What you will do =>
Only the lines holding the string "spire" are needed; copy each of them from the data.
++++++++++++++++++++
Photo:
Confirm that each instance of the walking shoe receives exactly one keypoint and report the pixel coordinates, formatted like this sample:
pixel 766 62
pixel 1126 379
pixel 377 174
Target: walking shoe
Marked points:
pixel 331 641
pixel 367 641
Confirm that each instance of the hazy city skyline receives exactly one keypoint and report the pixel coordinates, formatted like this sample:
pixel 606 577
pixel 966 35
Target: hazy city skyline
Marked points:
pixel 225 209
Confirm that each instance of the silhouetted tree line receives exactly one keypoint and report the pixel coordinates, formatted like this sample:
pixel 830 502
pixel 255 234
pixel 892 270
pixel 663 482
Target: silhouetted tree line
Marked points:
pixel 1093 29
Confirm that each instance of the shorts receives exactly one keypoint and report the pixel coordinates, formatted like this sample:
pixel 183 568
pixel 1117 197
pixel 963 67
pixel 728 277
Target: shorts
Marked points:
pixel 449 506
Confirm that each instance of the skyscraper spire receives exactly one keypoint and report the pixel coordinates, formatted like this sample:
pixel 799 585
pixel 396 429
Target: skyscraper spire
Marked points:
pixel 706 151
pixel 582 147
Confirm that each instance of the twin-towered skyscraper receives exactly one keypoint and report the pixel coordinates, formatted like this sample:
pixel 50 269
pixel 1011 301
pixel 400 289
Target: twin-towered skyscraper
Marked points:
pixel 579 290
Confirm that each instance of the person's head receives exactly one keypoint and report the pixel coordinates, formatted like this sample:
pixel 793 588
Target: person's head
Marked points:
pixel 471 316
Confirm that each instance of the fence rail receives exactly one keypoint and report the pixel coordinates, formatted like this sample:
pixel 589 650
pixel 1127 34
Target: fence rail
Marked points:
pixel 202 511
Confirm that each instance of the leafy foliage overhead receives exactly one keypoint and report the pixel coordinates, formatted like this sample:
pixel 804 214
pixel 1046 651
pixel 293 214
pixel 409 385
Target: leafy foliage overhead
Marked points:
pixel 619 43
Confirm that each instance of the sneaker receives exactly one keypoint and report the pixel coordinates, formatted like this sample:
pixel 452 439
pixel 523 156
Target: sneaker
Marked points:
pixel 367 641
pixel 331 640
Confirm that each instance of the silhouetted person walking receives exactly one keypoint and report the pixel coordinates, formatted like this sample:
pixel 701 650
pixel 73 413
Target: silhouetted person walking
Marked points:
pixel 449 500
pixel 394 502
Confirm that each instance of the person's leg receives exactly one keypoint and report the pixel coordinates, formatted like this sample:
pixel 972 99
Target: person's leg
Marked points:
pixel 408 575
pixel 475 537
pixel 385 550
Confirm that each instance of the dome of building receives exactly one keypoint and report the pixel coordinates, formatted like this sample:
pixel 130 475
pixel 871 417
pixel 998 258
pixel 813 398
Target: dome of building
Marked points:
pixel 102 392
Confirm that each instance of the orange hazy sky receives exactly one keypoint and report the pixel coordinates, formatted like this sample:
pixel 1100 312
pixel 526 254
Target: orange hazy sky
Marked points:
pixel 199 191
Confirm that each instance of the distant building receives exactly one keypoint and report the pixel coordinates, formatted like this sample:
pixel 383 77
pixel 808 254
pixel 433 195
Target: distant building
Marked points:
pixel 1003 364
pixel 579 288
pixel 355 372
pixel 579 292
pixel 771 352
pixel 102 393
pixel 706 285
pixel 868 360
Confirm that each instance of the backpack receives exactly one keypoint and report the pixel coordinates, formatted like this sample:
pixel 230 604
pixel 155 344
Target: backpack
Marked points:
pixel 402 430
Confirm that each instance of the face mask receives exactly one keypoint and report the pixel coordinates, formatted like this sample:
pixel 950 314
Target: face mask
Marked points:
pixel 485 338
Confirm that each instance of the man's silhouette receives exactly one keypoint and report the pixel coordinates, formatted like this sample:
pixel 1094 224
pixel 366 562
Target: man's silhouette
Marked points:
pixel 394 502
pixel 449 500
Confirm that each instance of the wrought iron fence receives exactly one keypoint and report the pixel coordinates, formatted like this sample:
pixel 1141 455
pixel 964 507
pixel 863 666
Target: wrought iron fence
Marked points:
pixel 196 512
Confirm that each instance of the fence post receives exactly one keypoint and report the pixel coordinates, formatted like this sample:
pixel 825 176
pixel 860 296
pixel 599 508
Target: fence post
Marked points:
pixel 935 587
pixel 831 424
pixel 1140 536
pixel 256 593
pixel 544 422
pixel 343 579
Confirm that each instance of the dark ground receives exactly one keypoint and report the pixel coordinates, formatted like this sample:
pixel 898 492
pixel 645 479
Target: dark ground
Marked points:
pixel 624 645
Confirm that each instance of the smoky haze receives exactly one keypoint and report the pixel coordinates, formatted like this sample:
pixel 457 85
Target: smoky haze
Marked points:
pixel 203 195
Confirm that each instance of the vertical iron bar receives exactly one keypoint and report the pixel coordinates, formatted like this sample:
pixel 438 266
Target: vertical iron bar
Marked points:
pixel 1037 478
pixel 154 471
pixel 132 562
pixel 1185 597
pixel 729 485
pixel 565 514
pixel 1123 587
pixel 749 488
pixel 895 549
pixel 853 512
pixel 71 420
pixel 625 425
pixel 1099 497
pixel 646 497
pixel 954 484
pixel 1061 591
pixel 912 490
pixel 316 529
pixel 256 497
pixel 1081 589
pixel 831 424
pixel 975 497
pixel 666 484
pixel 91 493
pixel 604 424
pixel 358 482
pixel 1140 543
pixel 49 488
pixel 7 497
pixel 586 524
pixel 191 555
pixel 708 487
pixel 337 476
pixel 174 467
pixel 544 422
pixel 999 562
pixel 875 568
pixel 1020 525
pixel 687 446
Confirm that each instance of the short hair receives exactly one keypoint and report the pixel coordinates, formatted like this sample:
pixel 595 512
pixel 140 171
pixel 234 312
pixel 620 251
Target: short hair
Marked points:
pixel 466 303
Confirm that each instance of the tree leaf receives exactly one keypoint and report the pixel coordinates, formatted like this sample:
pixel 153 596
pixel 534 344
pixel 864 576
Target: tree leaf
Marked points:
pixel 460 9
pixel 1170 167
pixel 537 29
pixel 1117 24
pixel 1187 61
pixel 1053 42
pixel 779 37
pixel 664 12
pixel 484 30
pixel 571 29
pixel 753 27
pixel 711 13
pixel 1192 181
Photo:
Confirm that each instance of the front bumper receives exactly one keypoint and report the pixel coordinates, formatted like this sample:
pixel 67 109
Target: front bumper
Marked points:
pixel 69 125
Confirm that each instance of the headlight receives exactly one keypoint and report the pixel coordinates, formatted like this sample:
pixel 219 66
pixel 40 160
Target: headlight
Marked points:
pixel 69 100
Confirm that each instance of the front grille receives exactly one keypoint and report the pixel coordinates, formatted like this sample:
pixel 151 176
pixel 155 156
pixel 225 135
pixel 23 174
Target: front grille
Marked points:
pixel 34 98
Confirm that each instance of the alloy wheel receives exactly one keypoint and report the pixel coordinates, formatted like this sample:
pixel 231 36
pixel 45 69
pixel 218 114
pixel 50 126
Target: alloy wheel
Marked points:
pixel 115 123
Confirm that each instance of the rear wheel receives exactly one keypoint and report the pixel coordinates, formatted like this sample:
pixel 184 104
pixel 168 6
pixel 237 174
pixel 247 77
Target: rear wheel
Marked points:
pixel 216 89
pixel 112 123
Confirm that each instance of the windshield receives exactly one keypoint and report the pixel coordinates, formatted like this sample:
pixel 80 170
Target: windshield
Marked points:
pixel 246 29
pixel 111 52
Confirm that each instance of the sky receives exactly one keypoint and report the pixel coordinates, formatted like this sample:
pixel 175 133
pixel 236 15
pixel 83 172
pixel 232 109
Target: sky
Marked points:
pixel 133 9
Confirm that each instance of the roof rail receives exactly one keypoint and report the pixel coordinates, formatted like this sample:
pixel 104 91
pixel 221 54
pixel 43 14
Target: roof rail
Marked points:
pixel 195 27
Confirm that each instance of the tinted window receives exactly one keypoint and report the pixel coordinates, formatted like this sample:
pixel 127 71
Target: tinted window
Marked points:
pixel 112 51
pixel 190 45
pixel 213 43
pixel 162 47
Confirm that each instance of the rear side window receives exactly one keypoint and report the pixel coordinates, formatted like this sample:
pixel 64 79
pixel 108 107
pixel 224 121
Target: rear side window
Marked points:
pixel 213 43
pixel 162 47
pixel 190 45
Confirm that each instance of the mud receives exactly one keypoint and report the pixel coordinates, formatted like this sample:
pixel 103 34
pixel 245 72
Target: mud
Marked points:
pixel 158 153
++++++++++++++++++++
Task result =>
Confirm that each instance of the skyscraper spire receives exactly one keypoint and report the pixel coordinates, formatted like this sample:
Target: skyscraper spire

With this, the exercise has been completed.